Posted on September 5, 2017 at 12:51
Prof. Padir was recently able to acquire a new robot for our lab, one he called Frasier. I have no idea how he was able to come up with such a fantastic acronym, but he says he was inspired by the TV series, Frasier, since that’s how he learned English when he first arrived to the states. Frasier is Toyota Research Institute’s (TRI) home research platform which they call Human Support Robot (HSR). The robot is leased for free but in exchange, our lab has to compete in the Robocup@Home Domestic Service Platform League (DSPL). This league was made solely for teams who have the HSR robot and our lab was 1 of 5 other labs chosen from nationwide. Our team was the smallest of all consisting of Prof. Padir, Tarik Kelestemur, a PhD student, and me.

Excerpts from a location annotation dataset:
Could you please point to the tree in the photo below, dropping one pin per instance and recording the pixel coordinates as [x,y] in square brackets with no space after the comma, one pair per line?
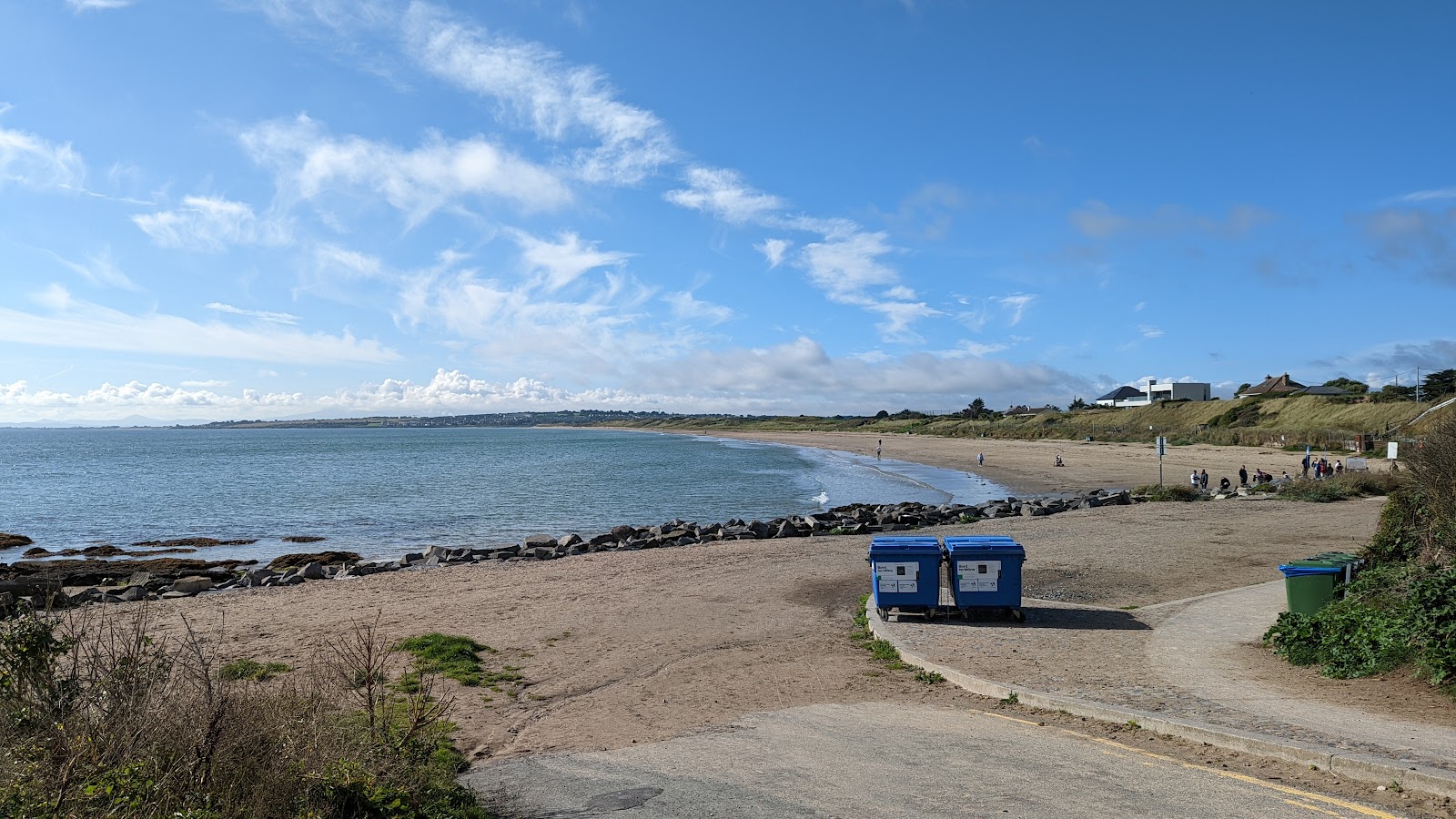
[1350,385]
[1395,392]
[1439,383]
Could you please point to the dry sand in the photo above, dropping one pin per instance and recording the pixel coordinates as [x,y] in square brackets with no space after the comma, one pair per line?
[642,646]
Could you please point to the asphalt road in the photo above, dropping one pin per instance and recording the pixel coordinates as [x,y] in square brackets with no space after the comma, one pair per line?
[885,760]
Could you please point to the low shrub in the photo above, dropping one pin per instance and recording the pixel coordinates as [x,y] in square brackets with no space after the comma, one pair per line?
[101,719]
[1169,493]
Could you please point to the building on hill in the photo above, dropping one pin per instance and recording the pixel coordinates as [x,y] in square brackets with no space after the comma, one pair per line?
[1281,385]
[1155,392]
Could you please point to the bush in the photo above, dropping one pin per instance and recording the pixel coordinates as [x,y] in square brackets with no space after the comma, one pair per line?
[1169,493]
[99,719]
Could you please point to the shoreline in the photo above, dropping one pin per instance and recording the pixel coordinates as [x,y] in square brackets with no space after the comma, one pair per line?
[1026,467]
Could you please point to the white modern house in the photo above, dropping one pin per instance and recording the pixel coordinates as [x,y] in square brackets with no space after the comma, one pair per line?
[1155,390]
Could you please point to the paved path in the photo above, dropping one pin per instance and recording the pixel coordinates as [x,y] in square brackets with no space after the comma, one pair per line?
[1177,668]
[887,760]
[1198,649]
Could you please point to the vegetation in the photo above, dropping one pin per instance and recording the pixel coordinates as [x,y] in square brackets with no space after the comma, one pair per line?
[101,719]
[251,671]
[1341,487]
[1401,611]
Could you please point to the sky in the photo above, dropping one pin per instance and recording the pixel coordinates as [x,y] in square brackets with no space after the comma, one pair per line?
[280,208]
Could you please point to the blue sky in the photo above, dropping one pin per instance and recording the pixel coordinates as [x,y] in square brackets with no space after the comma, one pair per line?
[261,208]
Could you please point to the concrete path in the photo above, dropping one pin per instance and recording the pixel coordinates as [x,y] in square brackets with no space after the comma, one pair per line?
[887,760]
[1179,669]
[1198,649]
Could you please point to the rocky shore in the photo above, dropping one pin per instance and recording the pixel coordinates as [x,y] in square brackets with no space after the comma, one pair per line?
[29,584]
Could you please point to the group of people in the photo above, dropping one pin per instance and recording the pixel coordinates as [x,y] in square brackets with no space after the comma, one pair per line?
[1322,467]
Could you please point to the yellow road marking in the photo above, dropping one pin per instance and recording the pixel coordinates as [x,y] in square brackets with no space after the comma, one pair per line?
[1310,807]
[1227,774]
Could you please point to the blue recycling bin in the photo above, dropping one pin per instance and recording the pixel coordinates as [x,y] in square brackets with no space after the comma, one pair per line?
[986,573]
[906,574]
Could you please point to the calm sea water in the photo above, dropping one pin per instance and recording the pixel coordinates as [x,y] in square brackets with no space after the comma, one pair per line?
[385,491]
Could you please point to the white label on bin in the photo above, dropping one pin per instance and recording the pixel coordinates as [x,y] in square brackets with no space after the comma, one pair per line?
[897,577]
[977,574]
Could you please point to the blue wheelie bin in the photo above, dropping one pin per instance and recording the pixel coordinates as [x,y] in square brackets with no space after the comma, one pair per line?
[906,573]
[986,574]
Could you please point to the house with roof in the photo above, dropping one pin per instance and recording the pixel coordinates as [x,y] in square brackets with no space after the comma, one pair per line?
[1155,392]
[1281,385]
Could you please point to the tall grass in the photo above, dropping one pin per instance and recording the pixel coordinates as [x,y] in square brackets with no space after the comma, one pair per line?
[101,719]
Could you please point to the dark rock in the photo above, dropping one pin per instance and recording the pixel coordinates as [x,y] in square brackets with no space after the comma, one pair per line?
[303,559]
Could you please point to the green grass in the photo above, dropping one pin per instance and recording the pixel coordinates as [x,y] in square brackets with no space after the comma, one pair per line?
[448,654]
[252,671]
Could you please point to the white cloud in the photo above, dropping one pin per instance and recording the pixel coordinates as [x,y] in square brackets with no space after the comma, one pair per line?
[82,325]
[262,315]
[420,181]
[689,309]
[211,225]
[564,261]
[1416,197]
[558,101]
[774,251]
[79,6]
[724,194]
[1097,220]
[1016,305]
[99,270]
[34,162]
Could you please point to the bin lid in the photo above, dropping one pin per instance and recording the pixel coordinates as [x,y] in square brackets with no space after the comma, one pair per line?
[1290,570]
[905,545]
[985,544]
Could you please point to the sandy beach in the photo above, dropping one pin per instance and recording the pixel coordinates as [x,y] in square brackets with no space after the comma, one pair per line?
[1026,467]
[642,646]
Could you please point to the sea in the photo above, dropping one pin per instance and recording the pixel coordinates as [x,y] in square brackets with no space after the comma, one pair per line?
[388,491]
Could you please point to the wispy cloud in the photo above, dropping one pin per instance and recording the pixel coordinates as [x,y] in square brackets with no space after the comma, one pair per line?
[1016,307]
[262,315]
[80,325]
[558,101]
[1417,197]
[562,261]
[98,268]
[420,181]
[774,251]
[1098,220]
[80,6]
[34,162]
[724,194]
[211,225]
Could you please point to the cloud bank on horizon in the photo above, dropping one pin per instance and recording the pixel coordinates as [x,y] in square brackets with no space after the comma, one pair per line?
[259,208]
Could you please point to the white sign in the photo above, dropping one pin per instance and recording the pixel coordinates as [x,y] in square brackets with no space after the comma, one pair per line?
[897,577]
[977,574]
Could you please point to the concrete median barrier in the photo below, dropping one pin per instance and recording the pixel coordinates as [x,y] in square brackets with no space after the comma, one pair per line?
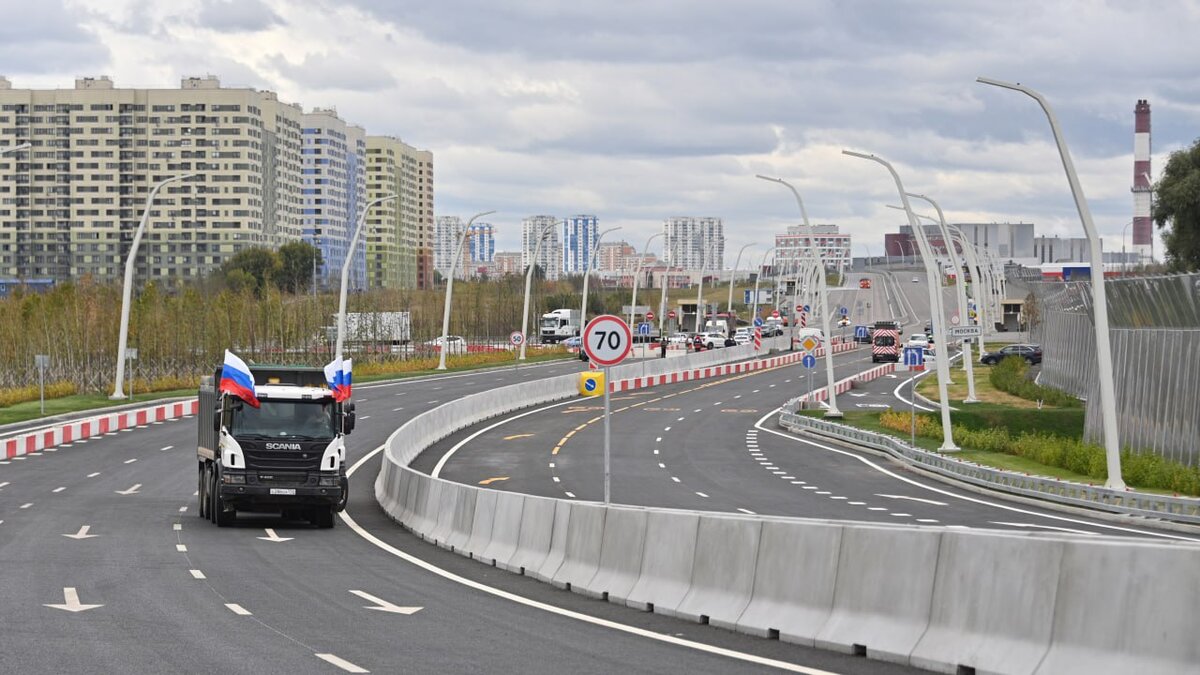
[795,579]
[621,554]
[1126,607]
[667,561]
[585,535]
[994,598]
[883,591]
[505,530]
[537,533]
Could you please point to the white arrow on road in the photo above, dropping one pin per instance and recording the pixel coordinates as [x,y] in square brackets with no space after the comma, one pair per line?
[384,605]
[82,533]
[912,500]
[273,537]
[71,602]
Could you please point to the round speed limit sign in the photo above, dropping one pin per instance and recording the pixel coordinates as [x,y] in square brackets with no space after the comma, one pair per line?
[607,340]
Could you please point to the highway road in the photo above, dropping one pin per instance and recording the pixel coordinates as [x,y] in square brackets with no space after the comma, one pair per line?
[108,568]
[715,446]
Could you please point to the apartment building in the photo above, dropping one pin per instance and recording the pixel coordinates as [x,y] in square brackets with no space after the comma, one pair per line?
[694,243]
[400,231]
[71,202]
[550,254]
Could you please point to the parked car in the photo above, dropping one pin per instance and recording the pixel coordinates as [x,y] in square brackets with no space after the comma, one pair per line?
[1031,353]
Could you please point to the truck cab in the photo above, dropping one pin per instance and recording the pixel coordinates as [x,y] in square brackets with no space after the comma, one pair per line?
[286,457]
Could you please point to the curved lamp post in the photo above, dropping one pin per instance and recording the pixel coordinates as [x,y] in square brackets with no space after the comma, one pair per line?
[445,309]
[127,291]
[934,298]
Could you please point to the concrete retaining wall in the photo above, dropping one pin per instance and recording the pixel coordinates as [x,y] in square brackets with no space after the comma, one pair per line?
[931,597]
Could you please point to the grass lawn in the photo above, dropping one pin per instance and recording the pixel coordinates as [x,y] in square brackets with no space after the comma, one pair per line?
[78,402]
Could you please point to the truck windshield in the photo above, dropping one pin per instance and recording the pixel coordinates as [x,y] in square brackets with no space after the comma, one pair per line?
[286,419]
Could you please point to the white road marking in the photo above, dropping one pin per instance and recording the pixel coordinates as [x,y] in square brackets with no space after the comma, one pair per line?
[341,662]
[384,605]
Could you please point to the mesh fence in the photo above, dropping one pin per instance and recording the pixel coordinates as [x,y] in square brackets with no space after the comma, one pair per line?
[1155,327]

# Problems to work on
(1) In the post about Frasier, copy the passage from "Posted on September" to "student, and me.".
(2) According to the post about Frasier, what must the lab do in exchange for leasing the robot for free?

# The responses
(1)
Posted on September 5, 2017 at 12:51
Prof. Padir was recently able to acquire a new robot for our lab, one he called Frasier. I have no idea how he was able to come up with such a fantastic acronym, but he says he was inspired by the TV series, Frasier, since that’s how he learned English when he first arrived to the states. Frasier is Toyota Research Institute’s (TRI) home research platform which they call Human Support Robot (HSR). The robot is leased for free but in exchange, our lab has to compete in the Robocup@Home Domestic Service Platform League (DSPL). This league was made solely for teams who have the HSR robot and our lab was 1 of 5 other labs chosen from nationwide. Our team was the smallest of all consisting of Prof. Padir, Tarik Kelestemur, a PhD student, and me.

(2) Compete in the Robocup@Home Domestic Service Platform League (DSPL).